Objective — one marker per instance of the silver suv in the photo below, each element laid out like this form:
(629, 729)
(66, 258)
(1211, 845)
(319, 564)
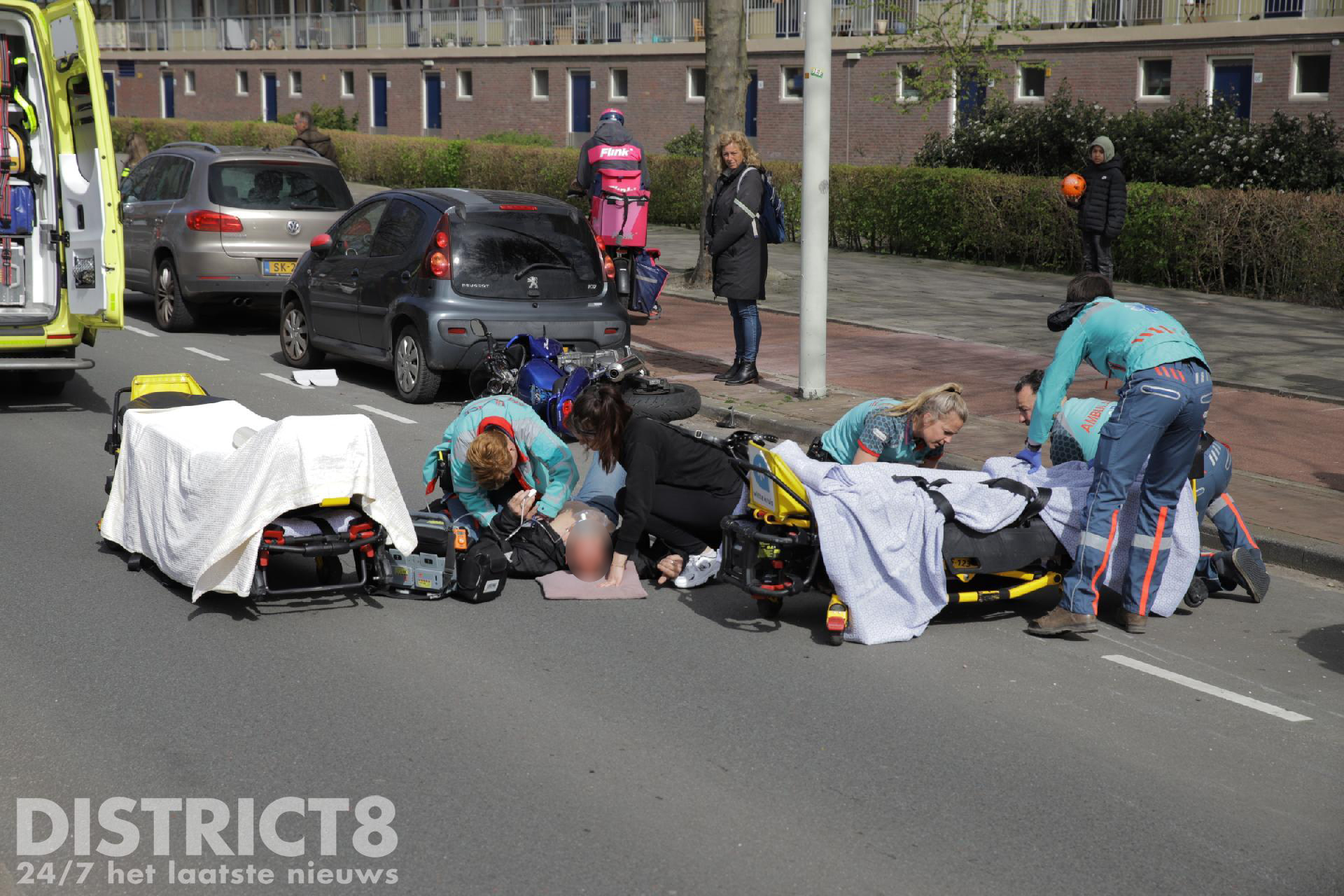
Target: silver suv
(216, 225)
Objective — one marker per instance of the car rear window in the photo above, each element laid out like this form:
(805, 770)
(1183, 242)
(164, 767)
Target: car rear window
(498, 253)
(279, 187)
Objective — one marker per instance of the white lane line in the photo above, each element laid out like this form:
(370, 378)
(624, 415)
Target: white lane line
(286, 381)
(1195, 684)
(387, 414)
(201, 351)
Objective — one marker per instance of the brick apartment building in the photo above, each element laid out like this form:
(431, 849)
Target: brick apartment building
(545, 67)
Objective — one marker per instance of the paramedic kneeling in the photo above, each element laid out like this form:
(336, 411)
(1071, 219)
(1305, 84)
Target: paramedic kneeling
(495, 448)
(1074, 435)
(1163, 405)
(911, 431)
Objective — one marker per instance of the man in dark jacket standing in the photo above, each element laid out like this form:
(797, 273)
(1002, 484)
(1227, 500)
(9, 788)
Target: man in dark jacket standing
(610, 147)
(311, 137)
(1101, 209)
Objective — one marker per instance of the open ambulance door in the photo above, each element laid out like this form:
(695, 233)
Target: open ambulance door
(86, 168)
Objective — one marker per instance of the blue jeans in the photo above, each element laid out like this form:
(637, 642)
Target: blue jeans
(746, 328)
(1214, 501)
(1159, 419)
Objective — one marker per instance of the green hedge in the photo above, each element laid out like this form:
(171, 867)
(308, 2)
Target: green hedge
(1254, 242)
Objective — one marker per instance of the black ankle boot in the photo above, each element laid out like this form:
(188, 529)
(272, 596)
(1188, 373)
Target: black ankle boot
(733, 371)
(743, 375)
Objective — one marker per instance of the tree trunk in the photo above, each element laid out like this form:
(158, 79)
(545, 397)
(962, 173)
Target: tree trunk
(724, 99)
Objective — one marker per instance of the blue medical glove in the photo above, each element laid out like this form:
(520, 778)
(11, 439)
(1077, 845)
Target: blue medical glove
(1031, 454)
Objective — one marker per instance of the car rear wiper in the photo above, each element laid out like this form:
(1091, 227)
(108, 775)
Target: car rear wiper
(546, 265)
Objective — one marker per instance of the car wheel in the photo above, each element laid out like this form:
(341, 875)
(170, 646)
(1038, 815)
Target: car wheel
(172, 314)
(416, 383)
(296, 342)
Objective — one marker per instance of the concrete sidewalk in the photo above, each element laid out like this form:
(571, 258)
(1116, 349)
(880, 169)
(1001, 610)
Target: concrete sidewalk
(1285, 438)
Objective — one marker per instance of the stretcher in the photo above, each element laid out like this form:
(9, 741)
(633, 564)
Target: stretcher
(773, 550)
(323, 532)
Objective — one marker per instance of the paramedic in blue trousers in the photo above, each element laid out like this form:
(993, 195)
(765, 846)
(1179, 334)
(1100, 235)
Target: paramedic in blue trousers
(1074, 435)
(1163, 405)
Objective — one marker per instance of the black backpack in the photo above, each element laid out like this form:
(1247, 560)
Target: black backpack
(483, 570)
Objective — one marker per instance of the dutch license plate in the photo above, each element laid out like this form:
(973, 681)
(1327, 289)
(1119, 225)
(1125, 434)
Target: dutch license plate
(277, 267)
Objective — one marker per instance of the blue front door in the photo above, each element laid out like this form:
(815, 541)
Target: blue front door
(433, 102)
(752, 105)
(168, 106)
(379, 101)
(580, 102)
(1233, 86)
(270, 112)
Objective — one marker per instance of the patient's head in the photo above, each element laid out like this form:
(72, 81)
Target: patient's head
(588, 552)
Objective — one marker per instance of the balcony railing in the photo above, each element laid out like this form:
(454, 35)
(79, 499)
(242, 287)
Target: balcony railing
(643, 22)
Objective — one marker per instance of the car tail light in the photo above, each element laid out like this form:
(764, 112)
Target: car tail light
(438, 258)
(214, 222)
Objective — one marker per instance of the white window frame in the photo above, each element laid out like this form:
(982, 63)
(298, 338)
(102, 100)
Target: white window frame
(690, 83)
(1023, 69)
(1292, 85)
(610, 85)
(542, 96)
(1139, 92)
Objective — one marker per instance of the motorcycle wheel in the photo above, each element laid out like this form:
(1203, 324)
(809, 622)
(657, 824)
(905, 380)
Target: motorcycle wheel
(676, 403)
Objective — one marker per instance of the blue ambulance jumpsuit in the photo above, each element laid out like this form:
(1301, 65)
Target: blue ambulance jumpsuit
(1074, 437)
(1163, 405)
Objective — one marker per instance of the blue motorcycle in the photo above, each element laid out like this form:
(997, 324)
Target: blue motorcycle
(539, 371)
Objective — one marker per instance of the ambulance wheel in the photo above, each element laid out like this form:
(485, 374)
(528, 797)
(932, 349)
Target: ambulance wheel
(328, 571)
(172, 314)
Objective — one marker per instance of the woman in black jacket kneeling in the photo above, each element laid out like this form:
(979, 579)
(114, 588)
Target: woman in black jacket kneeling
(738, 248)
(676, 488)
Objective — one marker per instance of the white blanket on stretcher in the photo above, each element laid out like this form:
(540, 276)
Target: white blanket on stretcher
(188, 500)
(882, 540)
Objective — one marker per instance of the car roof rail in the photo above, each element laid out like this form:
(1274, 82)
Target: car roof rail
(191, 143)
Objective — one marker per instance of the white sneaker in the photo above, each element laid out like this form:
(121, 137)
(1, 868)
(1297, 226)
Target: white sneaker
(698, 570)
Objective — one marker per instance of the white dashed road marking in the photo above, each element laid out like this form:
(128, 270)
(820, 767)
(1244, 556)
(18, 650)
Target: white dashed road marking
(1195, 684)
(387, 414)
(201, 351)
(286, 381)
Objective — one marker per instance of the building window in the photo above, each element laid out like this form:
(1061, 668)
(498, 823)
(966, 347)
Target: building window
(1312, 77)
(1155, 78)
(695, 83)
(1031, 81)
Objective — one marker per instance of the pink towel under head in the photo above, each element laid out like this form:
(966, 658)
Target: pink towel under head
(566, 586)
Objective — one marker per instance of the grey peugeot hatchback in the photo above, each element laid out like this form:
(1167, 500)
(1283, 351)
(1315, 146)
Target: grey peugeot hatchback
(211, 225)
(398, 280)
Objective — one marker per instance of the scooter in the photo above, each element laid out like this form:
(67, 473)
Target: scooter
(539, 371)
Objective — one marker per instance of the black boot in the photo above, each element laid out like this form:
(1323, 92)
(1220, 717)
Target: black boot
(743, 375)
(733, 371)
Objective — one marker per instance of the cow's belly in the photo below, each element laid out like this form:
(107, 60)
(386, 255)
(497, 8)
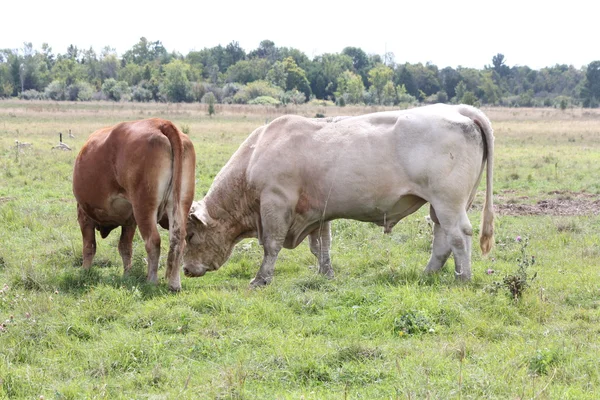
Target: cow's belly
(116, 210)
(385, 213)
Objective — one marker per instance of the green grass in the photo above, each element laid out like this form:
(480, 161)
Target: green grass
(380, 329)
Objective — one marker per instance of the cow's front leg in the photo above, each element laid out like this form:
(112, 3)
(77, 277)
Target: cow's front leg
(441, 250)
(126, 245)
(88, 233)
(149, 232)
(264, 276)
(320, 246)
(275, 221)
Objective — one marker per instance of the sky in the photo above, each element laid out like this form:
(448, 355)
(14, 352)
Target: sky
(448, 33)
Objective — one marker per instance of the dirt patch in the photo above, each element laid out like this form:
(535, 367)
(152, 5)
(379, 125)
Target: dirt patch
(557, 203)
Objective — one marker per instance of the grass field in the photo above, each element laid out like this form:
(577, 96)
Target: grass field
(380, 329)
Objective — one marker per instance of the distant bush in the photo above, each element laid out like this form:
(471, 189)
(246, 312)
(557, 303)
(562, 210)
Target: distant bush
(293, 96)
(56, 90)
(256, 89)
(32, 94)
(319, 102)
(116, 90)
(80, 91)
(265, 101)
(141, 94)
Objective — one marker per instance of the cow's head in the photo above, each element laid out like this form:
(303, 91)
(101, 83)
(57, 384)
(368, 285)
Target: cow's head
(208, 244)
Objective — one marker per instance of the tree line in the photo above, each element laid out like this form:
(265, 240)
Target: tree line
(281, 75)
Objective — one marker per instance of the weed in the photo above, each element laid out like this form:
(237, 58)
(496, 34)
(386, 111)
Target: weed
(517, 283)
(542, 360)
(185, 128)
(413, 323)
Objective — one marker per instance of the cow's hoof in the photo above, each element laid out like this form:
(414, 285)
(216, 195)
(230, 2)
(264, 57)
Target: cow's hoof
(328, 273)
(259, 282)
(175, 289)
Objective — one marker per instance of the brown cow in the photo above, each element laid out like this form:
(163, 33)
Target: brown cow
(136, 173)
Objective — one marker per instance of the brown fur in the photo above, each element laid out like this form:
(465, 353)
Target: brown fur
(137, 173)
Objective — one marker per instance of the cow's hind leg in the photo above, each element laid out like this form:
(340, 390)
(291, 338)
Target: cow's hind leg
(88, 233)
(458, 231)
(126, 244)
(320, 246)
(441, 248)
(147, 224)
(176, 246)
(275, 221)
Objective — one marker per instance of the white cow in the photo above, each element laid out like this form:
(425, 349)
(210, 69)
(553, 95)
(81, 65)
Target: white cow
(290, 178)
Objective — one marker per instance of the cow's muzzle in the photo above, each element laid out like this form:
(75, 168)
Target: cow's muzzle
(194, 271)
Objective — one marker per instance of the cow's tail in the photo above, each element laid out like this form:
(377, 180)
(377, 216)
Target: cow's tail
(486, 236)
(177, 219)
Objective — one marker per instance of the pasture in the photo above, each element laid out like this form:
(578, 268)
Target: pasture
(380, 329)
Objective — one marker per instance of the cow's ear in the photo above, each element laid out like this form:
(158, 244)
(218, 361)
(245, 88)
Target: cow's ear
(199, 214)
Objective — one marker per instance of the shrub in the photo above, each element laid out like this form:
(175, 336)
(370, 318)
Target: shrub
(265, 100)
(56, 90)
(413, 322)
(517, 283)
(256, 89)
(141, 94)
(32, 94)
(116, 90)
(293, 96)
(80, 91)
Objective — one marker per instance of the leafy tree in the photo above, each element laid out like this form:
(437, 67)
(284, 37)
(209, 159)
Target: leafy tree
(389, 94)
(6, 86)
(350, 87)
(325, 71)
(491, 92)
(590, 93)
(499, 65)
(404, 97)
(256, 89)
(296, 77)
(116, 90)
(246, 71)
(449, 78)
(68, 70)
(109, 64)
(379, 76)
(210, 99)
(277, 75)
(56, 90)
(79, 91)
(132, 73)
(233, 53)
(404, 77)
(469, 98)
(360, 62)
(144, 52)
(267, 50)
(176, 83)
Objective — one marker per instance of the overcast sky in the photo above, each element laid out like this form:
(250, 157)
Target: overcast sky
(446, 33)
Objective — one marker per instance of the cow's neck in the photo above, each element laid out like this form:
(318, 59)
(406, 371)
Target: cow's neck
(228, 201)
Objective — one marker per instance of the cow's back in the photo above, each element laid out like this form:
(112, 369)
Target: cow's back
(118, 161)
(371, 168)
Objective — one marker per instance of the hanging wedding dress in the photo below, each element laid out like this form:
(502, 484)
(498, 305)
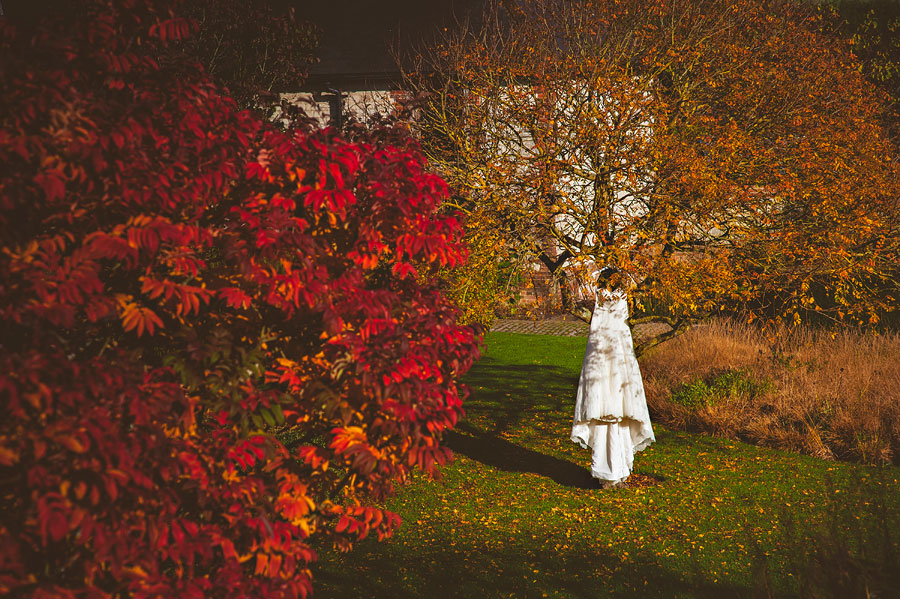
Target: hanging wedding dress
(611, 417)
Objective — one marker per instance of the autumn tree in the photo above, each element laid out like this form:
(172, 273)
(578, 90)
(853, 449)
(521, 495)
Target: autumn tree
(725, 154)
(221, 345)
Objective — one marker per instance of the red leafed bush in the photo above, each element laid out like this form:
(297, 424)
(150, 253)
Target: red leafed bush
(219, 341)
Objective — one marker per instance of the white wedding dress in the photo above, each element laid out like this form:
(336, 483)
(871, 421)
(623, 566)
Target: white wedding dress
(611, 417)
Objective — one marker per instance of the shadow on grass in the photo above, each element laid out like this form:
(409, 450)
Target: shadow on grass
(504, 393)
(504, 455)
(500, 570)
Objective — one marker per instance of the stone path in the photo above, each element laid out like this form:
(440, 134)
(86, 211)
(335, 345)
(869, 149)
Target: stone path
(568, 328)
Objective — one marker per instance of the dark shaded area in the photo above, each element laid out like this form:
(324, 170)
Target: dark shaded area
(359, 39)
(502, 454)
(504, 394)
(508, 571)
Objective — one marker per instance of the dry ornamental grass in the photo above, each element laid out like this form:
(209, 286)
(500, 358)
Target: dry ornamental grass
(830, 395)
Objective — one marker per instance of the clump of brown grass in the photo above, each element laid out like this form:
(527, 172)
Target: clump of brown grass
(829, 394)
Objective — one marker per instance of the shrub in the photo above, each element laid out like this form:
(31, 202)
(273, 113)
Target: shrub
(217, 349)
(829, 393)
(728, 385)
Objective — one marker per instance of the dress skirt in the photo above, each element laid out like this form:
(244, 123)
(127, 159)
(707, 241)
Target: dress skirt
(611, 417)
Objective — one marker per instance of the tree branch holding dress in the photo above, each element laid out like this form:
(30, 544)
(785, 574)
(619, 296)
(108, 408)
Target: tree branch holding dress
(611, 417)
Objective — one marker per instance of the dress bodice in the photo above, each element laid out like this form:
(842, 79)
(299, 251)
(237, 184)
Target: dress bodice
(610, 307)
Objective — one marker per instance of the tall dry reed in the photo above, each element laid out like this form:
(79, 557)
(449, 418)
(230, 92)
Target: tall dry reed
(832, 395)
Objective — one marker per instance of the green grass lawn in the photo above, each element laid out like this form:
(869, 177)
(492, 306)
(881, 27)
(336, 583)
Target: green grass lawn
(517, 514)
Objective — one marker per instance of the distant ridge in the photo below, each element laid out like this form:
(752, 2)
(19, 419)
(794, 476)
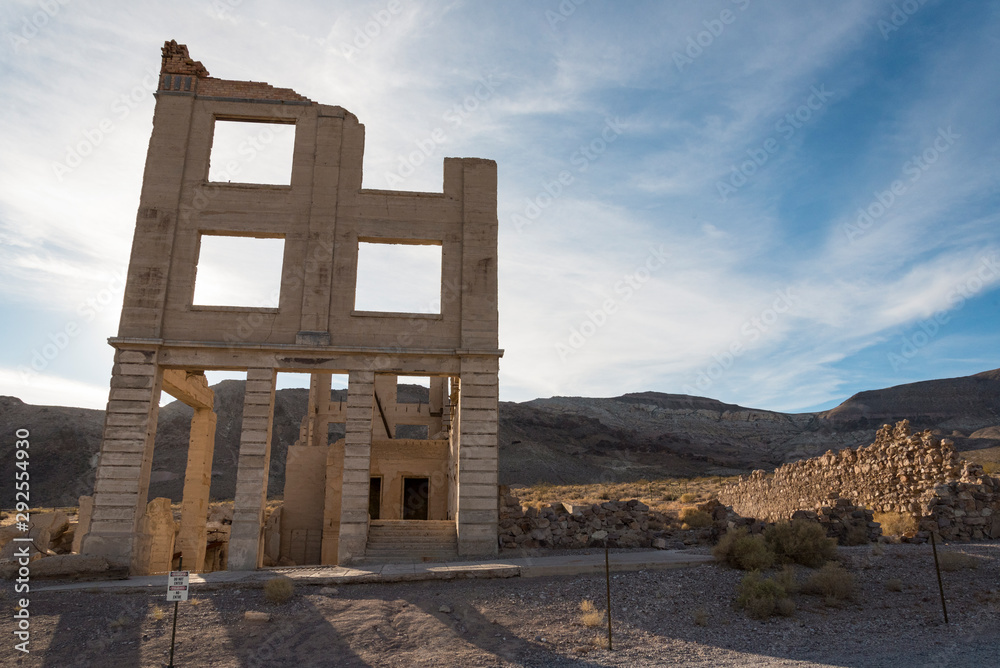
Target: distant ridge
(556, 440)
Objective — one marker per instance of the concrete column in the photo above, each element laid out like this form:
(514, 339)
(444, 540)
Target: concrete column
(197, 482)
(245, 544)
(437, 396)
(122, 481)
(477, 457)
(357, 467)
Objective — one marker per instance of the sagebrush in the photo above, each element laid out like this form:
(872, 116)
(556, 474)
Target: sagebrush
(279, 590)
(800, 542)
(739, 549)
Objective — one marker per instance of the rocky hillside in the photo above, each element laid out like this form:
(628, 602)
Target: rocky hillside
(557, 440)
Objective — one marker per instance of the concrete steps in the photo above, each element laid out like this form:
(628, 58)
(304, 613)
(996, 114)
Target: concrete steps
(409, 541)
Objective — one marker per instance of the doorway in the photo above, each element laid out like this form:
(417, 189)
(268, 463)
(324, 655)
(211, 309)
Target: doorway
(415, 498)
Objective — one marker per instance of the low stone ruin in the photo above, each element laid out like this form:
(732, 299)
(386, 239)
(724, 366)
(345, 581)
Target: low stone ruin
(966, 509)
(915, 474)
(567, 525)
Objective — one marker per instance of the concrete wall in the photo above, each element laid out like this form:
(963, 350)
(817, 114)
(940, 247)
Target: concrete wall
(321, 216)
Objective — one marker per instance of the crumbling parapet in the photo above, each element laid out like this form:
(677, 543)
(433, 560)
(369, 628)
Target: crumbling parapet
(914, 474)
(165, 342)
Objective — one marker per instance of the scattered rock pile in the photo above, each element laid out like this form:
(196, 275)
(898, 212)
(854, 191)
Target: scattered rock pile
(848, 523)
(915, 474)
(565, 525)
(966, 509)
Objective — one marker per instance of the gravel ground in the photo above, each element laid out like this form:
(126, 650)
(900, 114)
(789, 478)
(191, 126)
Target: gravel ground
(537, 622)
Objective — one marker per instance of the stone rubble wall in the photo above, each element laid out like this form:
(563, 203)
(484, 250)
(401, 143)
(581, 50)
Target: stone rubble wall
(967, 509)
(914, 474)
(848, 523)
(631, 523)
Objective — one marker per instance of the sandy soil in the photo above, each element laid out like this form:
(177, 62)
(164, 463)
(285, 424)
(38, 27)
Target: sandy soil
(536, 622)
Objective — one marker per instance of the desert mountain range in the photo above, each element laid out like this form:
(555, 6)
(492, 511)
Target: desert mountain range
(556, 440)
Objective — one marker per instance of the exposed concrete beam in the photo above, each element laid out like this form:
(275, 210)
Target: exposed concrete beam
(191, 387)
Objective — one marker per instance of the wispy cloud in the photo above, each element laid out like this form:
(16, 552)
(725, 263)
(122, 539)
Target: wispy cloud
(507, 82)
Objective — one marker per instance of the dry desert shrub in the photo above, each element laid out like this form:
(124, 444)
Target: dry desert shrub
(800, 542)
(591, 617)
(761, 597)
(896, 524)
(831, 582)
(857, 534)
(739, 549)
(694, 518)
(956, 561)
(279, 590)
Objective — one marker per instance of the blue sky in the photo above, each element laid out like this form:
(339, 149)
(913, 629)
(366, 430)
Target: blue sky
(772, 204)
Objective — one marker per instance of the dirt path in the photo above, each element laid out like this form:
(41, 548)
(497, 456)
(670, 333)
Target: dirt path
(536, 622)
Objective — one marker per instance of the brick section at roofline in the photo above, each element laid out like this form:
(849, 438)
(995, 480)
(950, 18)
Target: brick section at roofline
(251, 90)
(176, 60)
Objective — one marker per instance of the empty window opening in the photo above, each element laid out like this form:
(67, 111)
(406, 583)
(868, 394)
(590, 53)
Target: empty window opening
(252, 152)
(375, 497)
(399, 278)
(238, 271)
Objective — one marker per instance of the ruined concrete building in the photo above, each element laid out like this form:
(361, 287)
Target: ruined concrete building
(337, 494)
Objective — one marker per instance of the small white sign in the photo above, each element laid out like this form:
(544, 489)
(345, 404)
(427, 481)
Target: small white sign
(177, 585)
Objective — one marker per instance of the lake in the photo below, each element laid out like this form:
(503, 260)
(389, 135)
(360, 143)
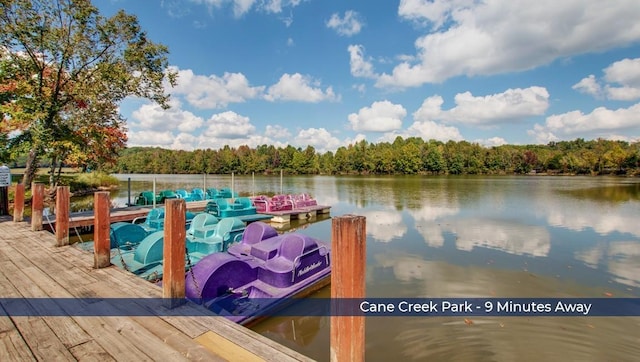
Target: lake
(482, 236)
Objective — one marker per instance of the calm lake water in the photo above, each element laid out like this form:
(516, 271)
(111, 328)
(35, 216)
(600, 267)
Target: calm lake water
(445, 237)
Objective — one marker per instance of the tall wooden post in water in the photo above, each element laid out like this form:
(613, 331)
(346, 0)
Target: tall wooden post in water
(101, 228)
(173, 283)
(62, 215)
(18, 203)
(348, 270)
(37, 205)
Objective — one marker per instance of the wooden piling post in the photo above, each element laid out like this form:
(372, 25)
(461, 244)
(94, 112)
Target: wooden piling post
(18, 203)
(348, 270)
(62, 215)
(173, 283)
(101, 228)
(37, 205)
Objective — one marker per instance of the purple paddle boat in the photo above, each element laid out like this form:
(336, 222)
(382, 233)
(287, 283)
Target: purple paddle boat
(260, 274)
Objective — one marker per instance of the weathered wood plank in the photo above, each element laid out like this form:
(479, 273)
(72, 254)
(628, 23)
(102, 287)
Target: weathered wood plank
(90, 351)
(226, 348)
(62, 215)
(14, 348)
(177, 339)
(42, 341)
(141, 338)
(65, 328)
(101, 245)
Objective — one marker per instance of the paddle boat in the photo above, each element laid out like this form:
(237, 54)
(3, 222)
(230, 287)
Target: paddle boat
(275, 203)
(146, 198)
(223, 193)
(205, 235)
(302, 200)
(259, 274)
(223, 208)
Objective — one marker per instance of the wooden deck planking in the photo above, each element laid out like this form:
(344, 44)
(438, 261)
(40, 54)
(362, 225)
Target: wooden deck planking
(46, 270)
(14, 348)
(90, 352)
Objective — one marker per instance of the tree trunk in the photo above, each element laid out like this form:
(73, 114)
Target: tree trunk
(30, 169)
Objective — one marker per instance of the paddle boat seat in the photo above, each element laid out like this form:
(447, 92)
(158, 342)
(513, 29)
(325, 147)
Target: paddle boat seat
......
Keep only the lines from the one containing "Objective — one marker per instance of the weathered" to the end of the entries, and repeat them exactly.

## Result
Objective — one marker per instance of the weathered wood plank in the photo above, each element laid out like this form:
(479, 273)
(72, 254)
(628, 23)
(102, 287)
Target: weathered wood plank
(90, 351)
(226, 348)
(62, 215)
(14, 348)
(177, 339)
(42, 341)
(141, 338)
(65, 328)
(101, 245)
Objective — one marker per instance of the paddle boat in the photo above, each element laid out like this form:
(237, 54)
(3, 222)
(230, 287)
Target: paddle boat
(275, 203)
(146, 198)
(223, 193)
(205, 235)
(302, 200)
(259, 274)
(223, 208)
Objective — one marker per instance of the wooden deck planking in the photo above, each element laid out like this form:
(344, 44)
(438, 261)
(40, 54)
(362, 225)
Target: wooden deck planking
(46, 270)
(14, 348)
(90, 352)
Objective — one marker per instance of the tree trunk in the photo above, each element laid out like this form:
(73, 114)
Target: tree trunk
(30, 169)
Objective — one marker per instance of the paddle boat seat in the photo above, each element laid out like this form:
(447, 92)
(158, 342)
(513, 29)
(325, 147)
Target: paddle boat seat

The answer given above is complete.